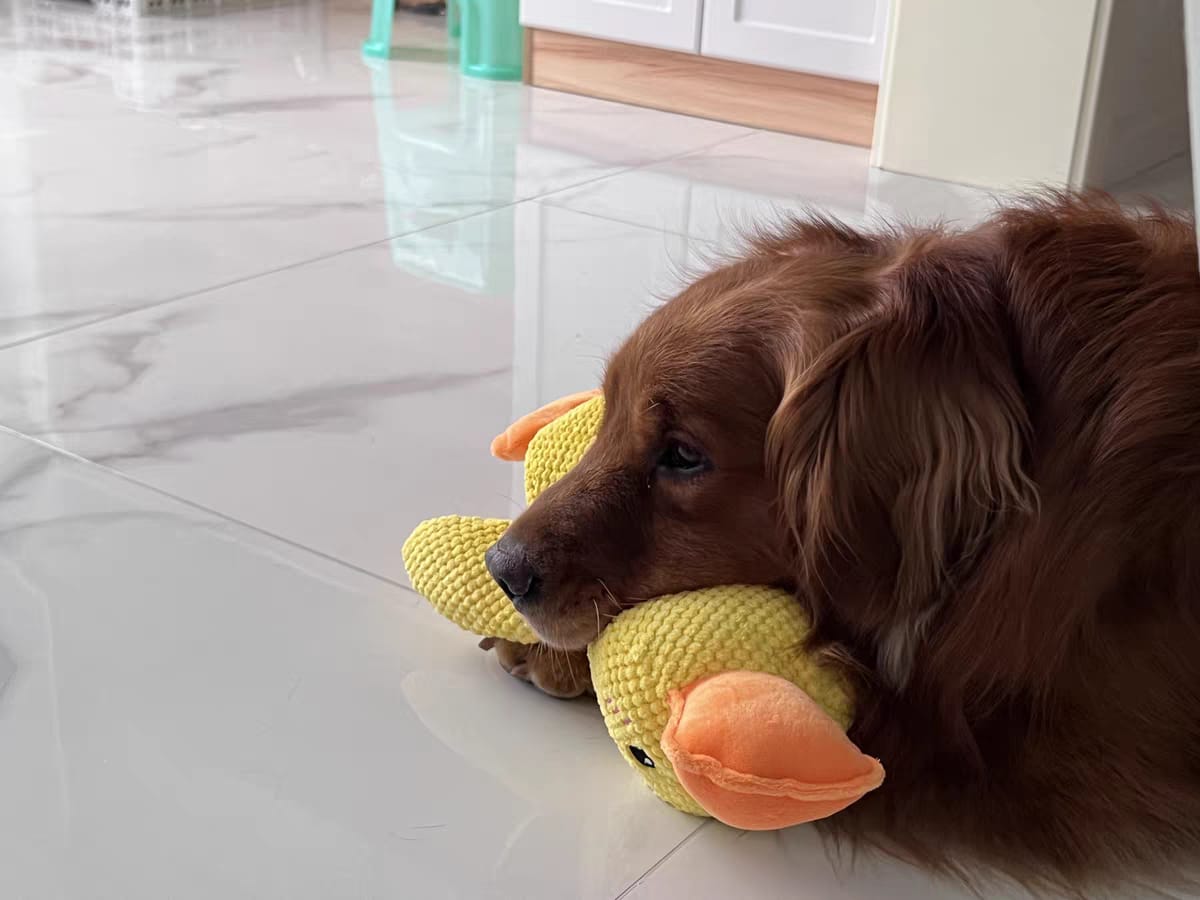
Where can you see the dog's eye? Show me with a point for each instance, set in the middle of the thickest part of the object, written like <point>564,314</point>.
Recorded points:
<point>641,756</point>
<point>682,459</point>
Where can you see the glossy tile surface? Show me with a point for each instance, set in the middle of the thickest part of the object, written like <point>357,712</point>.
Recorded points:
<point>192,711</point>
<point>279,301</point>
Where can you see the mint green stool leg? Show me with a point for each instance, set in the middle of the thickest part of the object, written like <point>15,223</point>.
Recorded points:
<point>378,43</point>
<point>492,45</point>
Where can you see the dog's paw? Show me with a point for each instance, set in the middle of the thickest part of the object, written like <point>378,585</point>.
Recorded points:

:::::

(Work request):
Copy every line of the data where "thickest" is found.

(Task result):
Where can you see the dog's eye? Show me with a point for each instance, set in the middle of the thickest part of the object, written like <point>564,314</point>.
Where can you see the glossy tile surface? Show me with a point for each instance, set in the middle of the thickest part of the object, written like <point>357,712</point>.
Where can you see the mint green stool leg? Show me with a point for each instance, set in the middle of the thickest part of the object, written like <point>15,223</point>.
Where can you see the dog's paw? Show me with a point for each instance, set in the middle of the thickest part of the object, written like <point>378,585</point>.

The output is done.